§ Text passage:
====

There’s a good article in Reason Magazine from 2002 about the New York taxes and cigarette smugglers.
The fact is that as long as there was another state that had an even lower cigarette tax (like North Carolina) even if only a few cents a pack, there was an incentive for gangs to transport truckloads of cigarettes. If every state imposed cigarette taxes as high as that charged by the highest taxing state, all incentive would cease for black market operations.
That just isn’t true. Criminals rarely pay taxes on contraband. They can even get items that are illegal and highly enforced, like heroin and cocaine. They would have no trouble obtaining cigarettes tax-free. Criminals aren’t likely to pay taxes out of a sense of civic duty. Tax it all you want, you won’t stop it, just like making heroin and cocaine illegal hasn’t stopped their use.
Besides, there’s a blatant inconsistency here: above you say that there was a black market for cigarettes without "a significant tax." Here, you say that if the tax were uniform it would remove the incentive for the black market. You can’t have it both ways.
You’ll have to think a little harder if you want to come up with a reasonable argument against raising North Carolina’s cigarette tax. I suggest you start saving your pennies now so you’ll be able to pony up the extra $.50 per pack that will be required to support your habit.

====

§ Raw data:
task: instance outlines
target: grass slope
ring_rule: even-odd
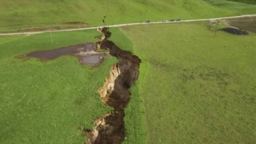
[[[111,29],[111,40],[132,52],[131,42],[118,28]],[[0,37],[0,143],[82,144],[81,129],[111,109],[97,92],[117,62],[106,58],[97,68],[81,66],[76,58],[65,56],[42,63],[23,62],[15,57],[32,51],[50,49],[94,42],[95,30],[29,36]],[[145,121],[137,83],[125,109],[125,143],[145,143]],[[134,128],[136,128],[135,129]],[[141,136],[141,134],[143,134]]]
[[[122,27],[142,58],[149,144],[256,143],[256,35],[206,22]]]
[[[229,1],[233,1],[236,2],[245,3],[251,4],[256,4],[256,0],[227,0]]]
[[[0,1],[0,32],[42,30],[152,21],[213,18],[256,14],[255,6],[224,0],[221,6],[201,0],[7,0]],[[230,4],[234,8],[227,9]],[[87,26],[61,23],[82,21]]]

====

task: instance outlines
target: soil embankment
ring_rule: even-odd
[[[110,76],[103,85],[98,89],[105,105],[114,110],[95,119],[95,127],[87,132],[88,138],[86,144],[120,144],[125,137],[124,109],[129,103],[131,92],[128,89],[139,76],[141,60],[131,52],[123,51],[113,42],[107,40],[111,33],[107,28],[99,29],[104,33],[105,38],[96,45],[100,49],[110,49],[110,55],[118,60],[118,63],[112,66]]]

====

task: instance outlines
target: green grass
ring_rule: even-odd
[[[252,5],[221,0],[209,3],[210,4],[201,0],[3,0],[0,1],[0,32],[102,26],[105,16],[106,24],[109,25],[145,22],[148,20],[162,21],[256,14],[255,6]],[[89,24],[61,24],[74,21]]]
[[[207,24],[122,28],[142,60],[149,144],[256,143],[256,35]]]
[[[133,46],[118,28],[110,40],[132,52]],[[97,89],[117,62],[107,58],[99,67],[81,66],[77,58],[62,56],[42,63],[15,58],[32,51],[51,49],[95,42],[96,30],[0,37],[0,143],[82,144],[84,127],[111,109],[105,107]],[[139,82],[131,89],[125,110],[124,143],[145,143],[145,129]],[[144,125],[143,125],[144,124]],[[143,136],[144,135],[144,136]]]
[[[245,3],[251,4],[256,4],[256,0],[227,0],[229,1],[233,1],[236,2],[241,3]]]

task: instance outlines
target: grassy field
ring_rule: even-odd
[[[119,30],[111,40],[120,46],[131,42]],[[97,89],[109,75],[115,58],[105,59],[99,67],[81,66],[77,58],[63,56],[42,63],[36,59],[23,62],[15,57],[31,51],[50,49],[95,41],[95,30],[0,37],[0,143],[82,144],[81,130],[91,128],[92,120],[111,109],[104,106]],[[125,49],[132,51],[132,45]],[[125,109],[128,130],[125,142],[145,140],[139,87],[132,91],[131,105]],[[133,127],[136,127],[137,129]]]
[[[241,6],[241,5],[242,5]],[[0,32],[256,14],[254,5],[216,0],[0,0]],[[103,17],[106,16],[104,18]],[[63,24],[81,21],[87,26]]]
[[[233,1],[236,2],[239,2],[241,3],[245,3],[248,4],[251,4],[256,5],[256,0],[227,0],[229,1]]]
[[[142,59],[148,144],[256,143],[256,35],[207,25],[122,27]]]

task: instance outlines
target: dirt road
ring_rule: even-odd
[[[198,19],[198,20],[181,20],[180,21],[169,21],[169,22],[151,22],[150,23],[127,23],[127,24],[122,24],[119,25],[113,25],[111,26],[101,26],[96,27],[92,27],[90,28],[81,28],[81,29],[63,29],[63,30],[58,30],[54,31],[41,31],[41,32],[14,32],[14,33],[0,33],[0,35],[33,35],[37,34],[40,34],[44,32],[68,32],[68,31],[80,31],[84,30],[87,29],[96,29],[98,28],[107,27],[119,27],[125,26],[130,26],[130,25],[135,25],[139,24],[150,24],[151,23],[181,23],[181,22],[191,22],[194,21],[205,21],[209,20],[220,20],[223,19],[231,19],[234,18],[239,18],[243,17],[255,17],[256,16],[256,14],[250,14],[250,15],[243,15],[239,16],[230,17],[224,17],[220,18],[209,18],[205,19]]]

====

Print everything in the cigarette tax passage above from "Besides, there’s a" down to "it both ways.", copying it word for word.

Besides, there’s a blatant inconsistency here: above you say that there was a black market for cigarettes without "a significant tax." Here, you say that if the tax were uniform it would remove the incentive for the black market. You can’t have it both ways.